* _WHAT YOU SHOULD DO_
Extract the lines running from the one containing "If you would" through the one containing "The rings of", both included, and reproduce them without any change.

════════════════════

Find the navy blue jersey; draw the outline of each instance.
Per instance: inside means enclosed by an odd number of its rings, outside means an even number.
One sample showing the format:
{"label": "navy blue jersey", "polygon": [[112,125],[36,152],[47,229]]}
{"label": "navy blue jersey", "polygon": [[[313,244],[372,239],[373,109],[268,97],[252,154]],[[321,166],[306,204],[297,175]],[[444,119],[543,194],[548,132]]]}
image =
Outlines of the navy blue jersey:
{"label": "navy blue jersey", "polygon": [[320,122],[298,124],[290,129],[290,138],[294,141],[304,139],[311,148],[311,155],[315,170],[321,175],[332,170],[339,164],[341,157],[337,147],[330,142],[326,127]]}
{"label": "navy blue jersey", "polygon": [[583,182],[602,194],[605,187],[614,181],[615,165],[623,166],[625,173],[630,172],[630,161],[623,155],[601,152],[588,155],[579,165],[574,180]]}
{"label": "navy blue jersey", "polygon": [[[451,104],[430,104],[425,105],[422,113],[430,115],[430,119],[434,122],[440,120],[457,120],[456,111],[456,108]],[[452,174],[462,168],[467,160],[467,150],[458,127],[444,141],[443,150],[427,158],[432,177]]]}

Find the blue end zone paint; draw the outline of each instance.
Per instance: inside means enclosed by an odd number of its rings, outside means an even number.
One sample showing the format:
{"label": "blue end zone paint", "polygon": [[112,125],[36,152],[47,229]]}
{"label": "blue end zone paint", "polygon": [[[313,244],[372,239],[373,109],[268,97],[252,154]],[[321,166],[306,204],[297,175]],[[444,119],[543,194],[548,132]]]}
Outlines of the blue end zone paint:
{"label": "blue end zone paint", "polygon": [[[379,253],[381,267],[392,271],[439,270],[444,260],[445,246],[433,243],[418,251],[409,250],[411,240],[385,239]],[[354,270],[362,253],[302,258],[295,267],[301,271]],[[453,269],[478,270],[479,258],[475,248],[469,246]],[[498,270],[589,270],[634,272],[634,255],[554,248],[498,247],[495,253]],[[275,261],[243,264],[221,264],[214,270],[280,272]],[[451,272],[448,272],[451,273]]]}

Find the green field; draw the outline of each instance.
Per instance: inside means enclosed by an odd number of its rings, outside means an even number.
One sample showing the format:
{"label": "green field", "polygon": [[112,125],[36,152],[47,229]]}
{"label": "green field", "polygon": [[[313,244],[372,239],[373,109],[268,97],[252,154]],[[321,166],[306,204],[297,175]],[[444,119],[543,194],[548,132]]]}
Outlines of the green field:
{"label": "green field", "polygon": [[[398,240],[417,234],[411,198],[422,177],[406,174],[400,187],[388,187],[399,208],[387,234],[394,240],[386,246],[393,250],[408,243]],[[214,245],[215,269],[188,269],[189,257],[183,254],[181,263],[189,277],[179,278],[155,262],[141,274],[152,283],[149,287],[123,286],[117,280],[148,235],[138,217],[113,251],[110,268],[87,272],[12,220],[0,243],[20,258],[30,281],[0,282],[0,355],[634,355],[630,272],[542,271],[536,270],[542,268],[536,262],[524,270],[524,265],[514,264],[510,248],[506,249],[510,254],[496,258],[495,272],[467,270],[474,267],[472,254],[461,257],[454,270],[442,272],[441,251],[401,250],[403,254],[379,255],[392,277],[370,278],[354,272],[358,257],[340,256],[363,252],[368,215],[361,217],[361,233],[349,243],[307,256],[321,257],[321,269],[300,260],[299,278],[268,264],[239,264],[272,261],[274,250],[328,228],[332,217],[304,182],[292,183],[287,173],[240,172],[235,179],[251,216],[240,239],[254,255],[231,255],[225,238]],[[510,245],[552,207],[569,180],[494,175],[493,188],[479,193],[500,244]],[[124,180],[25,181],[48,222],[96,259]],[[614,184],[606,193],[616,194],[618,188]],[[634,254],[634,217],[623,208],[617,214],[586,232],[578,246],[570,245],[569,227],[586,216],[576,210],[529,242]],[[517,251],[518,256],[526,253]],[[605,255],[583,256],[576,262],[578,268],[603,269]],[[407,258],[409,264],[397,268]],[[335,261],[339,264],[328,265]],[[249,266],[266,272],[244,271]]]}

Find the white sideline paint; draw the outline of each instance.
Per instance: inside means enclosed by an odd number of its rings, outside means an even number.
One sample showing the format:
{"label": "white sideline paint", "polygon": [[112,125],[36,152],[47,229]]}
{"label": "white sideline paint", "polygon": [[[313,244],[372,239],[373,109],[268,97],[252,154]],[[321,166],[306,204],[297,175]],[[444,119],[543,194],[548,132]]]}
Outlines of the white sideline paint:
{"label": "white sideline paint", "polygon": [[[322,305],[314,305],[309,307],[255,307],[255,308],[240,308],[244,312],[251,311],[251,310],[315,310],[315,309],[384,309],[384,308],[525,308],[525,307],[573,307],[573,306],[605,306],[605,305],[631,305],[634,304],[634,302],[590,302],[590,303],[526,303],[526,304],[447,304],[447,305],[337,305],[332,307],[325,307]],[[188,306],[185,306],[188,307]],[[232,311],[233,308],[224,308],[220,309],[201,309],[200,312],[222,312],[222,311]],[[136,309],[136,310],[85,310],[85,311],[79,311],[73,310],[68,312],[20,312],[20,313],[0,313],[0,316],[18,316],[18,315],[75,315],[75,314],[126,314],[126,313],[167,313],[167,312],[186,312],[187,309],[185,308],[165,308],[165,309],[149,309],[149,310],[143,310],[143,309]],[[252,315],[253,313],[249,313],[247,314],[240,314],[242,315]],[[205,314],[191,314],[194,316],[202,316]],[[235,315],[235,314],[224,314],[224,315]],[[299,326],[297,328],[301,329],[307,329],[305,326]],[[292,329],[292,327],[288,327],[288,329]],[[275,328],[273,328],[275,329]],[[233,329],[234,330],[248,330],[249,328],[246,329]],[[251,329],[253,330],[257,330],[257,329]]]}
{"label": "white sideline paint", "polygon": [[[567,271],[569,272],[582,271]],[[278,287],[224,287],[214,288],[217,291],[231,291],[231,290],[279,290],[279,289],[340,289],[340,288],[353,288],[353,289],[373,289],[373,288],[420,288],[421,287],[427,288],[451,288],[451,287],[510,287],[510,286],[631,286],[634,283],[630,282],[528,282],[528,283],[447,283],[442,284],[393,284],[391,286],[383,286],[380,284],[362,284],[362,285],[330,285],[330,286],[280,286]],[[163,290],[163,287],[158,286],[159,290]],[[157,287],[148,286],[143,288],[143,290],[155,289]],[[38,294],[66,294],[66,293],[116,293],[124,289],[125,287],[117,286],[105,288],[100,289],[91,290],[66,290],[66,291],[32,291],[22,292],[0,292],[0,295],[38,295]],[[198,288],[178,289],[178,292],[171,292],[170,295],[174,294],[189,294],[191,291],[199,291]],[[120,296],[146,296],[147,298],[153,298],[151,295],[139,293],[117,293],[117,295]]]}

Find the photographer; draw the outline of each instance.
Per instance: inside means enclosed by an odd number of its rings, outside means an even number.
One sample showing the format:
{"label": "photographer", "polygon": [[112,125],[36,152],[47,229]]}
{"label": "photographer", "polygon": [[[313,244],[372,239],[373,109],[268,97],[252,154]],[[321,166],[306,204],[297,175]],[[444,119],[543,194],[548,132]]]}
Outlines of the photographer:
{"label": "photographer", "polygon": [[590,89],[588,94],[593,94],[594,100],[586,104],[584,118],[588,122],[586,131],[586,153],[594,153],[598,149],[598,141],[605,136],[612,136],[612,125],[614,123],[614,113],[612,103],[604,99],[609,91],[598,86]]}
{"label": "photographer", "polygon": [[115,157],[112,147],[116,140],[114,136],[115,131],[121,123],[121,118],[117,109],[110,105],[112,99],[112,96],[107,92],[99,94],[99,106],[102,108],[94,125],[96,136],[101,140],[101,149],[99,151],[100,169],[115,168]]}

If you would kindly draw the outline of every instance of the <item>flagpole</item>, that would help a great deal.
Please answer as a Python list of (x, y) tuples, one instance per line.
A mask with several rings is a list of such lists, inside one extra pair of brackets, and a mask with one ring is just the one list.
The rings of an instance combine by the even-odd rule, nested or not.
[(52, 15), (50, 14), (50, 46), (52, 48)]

════════════════════

* _IN RESPONSE_
If you would kindly draw the outline of every instance of the <item>flagpole</item>, that would help a great deal.
Please answer as a Python list of (x, y) tuples, one instance per line.
A mask with several rings is a list of such lists, inside one extra pair of brackets, and a mask with one ring is just the one list.
The rings of an instance combine by the even-odd rule, nested or not.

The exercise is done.